— START TEXT SEGMENT —
Simple PID Control Loop

In the simplest flow control scheme, the Equilibar dome-loaded BPR uses an electronic controller and a flow meter in a PID control loop (see schematic at below). The electro-pneumatic pilot pressure controller translates the electronic signal from the PID into a pressure signal for the pilot pressure on the dome of the BPR. The dome-loaded regulator controls the flow by modulating the pressure at its inlet. Flow is decreased by raising the pilot pressure and increased by lowering the pilot pressure.

schematic of Equilibar back pressure regulator set up for flow control

Equilibar multi-orifice dome-loaded back pressure regulators are well-suited for this application. They offer several advantages over traditional flow control schemes in complex applications. Read more specifics about How Equilibar back pressure regulators are used for flow control, or watch the video below of how it works.

Controlling Pressure Drop Across an Orifice

In an alternative method, a dome-loaded back pressure regulator can also be used to control flow by controlling the pressure drop across an orifice or an adjustable metering valve.

The schematic at right shows an open loop flow control scheme of this type. This works for controlling the flow of liquids and gases. The upstream pressure reducing regulator (PRR) sets the P1 pressure to the orifice. The back pressure regulator sets the P2 pressure to the orifice. By adjusting P2 with the back pressure regulator the differential pressure is controlled. If the orifice is of a known Cv or has had its flow characterized, the differential pressure across the orifice effectively controls the flow rate.

Open loop flow control using an orifice is demonstrated in the video below.

Improved Valve Turn-Down Ratio

By replacing the fixed orifice in the previous schematic with a modulating variable orifice valve, a much wider range of flow rates may be achieved. Traditionally flow control valves may have a turn down ratio of only 10:1. Turn down is the ratio between the highest flow that can be controlled and the lowest flow that can be controlled. A 10:1 turn down means that is 10scfm is the highest flow when the control valve is wide open then 1 scfm is the lowest flow the control valve will likely be able to set with reasonable accuracy.
— END TEXT SEGMENT —
> GIVEN INSTRUCTION A: How many lines in the records below contain the string "field"? Matching is case-sensitive. Reply with the number only.
— START RECORDS FOR THE EXERCISE —
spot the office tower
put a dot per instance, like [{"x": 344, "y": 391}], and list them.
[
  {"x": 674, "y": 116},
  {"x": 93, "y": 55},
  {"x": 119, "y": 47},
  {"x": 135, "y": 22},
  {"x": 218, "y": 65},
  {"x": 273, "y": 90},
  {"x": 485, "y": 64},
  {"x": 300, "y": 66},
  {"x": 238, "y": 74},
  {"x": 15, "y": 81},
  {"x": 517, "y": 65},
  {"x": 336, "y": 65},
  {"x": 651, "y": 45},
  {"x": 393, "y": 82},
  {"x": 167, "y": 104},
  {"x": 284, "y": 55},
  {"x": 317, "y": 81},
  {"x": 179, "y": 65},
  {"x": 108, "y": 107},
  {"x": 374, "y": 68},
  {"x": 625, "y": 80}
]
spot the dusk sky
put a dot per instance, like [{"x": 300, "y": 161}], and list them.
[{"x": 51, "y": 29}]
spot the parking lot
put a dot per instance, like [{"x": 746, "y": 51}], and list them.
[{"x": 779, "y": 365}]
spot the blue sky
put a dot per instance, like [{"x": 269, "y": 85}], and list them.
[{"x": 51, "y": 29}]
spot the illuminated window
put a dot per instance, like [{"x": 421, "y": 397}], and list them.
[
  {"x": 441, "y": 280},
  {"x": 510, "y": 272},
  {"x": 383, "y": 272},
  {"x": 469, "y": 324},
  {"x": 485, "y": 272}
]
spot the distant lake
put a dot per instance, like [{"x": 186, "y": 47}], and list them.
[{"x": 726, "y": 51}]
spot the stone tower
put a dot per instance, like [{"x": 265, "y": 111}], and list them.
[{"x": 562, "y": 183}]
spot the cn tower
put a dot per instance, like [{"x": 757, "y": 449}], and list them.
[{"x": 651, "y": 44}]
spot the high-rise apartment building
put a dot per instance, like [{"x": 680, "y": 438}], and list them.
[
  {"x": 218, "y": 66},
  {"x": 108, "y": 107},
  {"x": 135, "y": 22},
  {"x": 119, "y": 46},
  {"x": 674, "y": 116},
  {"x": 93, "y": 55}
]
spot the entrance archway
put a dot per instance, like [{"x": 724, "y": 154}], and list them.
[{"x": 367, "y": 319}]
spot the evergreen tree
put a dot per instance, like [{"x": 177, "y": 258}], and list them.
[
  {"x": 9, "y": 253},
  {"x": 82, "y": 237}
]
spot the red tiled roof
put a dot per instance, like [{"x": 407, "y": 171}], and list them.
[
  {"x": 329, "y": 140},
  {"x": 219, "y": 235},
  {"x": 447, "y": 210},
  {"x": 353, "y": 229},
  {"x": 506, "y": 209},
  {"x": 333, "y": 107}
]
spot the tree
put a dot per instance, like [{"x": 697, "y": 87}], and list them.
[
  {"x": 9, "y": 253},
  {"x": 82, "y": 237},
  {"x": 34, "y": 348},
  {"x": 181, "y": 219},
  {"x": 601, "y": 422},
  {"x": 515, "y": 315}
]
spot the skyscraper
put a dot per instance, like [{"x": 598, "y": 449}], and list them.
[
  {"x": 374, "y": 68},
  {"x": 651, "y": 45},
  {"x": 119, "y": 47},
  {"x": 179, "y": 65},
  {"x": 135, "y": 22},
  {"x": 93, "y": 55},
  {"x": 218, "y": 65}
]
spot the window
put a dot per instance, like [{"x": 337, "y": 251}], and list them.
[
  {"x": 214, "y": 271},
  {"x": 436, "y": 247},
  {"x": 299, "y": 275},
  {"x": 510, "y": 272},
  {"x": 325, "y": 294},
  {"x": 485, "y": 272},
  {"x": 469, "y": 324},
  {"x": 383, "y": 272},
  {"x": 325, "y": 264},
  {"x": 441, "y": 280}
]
— END RECORDS FOR THE EXERCISE —
— START RECORDS FOR THE EXERCISE —
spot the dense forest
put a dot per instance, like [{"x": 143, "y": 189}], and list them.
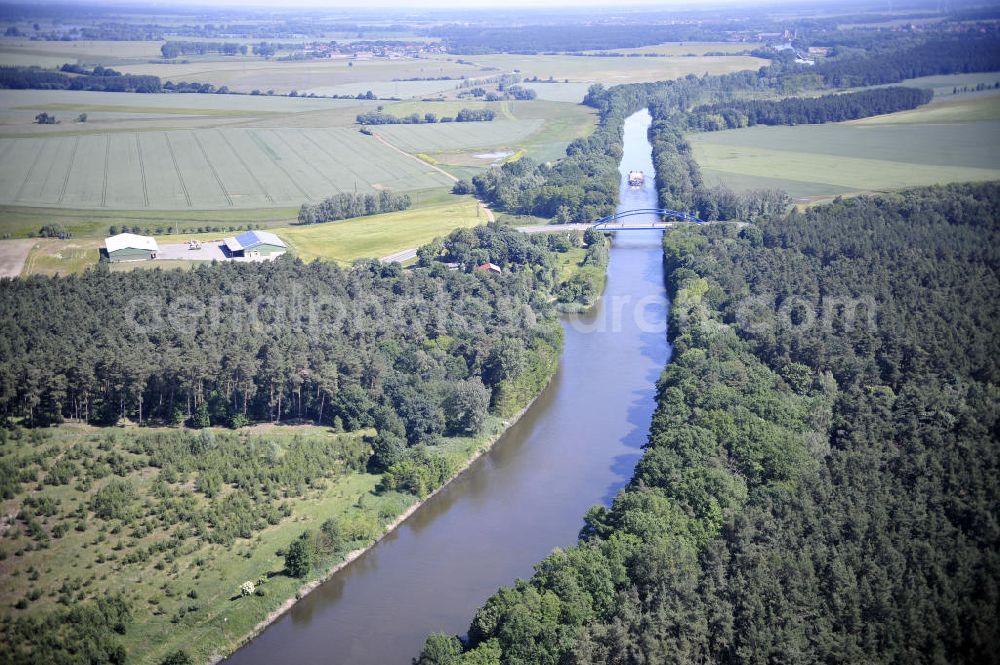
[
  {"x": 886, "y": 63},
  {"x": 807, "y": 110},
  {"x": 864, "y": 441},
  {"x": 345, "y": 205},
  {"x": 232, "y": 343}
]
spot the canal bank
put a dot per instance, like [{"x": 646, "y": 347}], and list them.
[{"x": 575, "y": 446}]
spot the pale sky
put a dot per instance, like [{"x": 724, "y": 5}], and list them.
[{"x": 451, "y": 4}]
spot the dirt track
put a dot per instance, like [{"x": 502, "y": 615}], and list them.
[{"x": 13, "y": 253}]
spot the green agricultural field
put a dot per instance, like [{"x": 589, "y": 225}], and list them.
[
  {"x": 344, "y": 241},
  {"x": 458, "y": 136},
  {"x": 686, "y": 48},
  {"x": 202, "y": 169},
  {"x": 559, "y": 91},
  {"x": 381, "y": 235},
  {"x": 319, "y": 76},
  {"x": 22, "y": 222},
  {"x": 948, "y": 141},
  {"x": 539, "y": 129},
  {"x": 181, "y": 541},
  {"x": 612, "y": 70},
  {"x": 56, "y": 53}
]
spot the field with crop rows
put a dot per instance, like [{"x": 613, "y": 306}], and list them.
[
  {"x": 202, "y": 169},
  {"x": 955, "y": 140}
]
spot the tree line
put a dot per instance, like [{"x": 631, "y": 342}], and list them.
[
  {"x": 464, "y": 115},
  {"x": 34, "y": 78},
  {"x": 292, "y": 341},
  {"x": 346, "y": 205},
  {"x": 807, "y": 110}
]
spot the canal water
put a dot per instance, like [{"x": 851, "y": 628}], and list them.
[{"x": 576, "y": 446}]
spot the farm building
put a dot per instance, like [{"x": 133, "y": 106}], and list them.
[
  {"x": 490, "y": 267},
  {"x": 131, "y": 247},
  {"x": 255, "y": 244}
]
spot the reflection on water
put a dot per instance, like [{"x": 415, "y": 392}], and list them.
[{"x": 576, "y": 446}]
— END RECORDS FOR THE EXERCISE —
> GIVEN INSTRUCTION B: In the flow control text, how is flow decreased with the dome-loaded back pressure regulator in the PID loop?

> EXPECTED ANSWER A: 2

> EXPECTED ANSWER B: Flow is decreased by raising the pilot pressure.